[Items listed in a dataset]
------------------------------------------------

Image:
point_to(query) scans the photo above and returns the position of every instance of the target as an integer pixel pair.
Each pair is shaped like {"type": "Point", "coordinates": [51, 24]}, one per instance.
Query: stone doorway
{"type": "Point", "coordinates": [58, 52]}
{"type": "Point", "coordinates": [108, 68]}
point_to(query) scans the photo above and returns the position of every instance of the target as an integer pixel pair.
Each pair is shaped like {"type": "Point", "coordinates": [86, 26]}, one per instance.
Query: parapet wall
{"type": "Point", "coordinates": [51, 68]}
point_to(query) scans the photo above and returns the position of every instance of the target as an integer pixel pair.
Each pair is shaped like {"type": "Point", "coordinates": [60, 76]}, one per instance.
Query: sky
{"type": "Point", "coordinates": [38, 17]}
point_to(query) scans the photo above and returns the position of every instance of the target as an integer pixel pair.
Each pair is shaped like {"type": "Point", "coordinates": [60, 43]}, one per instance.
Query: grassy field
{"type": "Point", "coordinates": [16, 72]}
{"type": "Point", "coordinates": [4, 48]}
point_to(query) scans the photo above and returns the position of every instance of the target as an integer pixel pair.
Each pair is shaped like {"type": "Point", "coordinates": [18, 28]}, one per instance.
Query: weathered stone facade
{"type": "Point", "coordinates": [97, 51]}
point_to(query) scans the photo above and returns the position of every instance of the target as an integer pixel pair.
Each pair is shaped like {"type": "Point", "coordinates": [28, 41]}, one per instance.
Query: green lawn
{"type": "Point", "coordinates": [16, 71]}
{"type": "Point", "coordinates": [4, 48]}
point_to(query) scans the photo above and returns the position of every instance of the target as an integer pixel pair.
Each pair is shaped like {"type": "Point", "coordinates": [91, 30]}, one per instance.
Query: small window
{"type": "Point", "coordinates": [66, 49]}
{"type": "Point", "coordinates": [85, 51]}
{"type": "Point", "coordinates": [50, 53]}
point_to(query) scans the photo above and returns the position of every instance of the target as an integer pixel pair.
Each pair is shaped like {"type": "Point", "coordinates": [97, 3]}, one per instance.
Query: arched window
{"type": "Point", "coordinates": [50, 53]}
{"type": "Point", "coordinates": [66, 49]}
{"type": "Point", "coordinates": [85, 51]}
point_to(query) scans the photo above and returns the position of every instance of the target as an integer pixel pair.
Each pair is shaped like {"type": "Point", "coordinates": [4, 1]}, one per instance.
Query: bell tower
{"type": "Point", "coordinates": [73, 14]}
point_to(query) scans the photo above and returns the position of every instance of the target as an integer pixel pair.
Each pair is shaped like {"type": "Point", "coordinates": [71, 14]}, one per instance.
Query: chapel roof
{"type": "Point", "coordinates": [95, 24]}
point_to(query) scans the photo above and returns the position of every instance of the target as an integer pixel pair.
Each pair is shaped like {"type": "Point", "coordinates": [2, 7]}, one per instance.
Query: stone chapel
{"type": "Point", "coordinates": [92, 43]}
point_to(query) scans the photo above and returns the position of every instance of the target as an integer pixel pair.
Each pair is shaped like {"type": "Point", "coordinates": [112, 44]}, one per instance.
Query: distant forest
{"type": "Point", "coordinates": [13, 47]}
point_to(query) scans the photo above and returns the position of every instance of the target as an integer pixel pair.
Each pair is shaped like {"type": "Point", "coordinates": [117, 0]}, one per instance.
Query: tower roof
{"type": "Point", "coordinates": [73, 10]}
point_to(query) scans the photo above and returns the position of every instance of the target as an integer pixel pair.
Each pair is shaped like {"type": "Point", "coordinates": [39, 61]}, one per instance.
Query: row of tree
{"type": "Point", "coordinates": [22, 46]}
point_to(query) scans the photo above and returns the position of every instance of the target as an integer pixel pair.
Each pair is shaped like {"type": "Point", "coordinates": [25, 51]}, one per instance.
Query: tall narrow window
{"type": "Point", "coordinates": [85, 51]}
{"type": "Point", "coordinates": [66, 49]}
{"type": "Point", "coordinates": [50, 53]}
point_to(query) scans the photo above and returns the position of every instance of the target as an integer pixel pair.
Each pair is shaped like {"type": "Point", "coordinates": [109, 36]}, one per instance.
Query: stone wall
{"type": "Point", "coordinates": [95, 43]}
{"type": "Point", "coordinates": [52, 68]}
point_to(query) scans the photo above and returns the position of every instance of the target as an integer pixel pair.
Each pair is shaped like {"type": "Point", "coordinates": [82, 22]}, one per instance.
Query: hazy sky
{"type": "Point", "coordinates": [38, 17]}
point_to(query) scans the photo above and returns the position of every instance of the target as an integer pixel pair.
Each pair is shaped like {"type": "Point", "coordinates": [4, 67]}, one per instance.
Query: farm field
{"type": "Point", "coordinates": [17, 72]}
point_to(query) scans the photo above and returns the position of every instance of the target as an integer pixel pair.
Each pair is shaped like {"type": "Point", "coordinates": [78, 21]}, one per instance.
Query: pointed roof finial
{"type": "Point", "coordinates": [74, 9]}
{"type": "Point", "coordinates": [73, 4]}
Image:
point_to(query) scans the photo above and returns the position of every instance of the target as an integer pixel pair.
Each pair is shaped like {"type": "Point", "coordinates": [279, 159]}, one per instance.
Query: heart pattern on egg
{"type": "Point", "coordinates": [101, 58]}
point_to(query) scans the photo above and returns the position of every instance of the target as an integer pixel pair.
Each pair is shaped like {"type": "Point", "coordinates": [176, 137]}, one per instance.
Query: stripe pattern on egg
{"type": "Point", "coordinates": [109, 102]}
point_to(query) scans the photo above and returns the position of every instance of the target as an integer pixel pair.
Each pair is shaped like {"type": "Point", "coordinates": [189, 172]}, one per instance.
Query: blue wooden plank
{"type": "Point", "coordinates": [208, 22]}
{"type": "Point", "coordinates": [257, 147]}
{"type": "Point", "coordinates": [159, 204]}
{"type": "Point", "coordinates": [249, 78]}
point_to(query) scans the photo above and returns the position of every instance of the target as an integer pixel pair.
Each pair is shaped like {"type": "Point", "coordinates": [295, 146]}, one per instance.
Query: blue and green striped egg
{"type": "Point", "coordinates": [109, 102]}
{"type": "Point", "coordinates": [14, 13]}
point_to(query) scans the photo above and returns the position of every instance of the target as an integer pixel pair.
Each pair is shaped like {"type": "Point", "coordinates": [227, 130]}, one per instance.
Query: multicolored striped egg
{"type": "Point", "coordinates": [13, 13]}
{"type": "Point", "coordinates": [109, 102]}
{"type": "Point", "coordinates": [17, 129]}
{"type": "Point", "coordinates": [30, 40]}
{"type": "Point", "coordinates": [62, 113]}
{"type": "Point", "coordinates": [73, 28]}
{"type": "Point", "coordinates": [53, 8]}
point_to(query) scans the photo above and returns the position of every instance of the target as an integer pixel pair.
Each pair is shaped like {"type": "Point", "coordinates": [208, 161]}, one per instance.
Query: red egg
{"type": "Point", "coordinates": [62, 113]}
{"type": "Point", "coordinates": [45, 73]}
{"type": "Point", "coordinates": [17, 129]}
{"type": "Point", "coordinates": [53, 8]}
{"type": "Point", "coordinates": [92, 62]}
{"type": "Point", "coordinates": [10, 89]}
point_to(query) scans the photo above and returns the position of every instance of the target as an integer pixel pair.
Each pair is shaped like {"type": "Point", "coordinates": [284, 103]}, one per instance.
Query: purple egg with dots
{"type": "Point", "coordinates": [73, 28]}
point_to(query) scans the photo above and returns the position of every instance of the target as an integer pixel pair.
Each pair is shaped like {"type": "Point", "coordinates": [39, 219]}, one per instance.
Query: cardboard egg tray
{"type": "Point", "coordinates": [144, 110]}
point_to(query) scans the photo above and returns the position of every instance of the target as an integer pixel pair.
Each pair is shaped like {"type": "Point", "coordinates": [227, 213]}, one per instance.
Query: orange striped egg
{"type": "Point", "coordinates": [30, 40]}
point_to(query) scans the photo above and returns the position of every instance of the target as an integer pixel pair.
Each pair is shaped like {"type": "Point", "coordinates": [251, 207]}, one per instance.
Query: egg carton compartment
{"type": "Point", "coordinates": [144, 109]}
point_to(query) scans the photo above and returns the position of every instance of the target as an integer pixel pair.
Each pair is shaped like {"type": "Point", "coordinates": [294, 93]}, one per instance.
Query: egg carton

------------------------------------------------

**SHORT PROBLEM**
Report how many lines in the rows above contain the string "carton", giving only the number.

**CORRECT RESULT**
2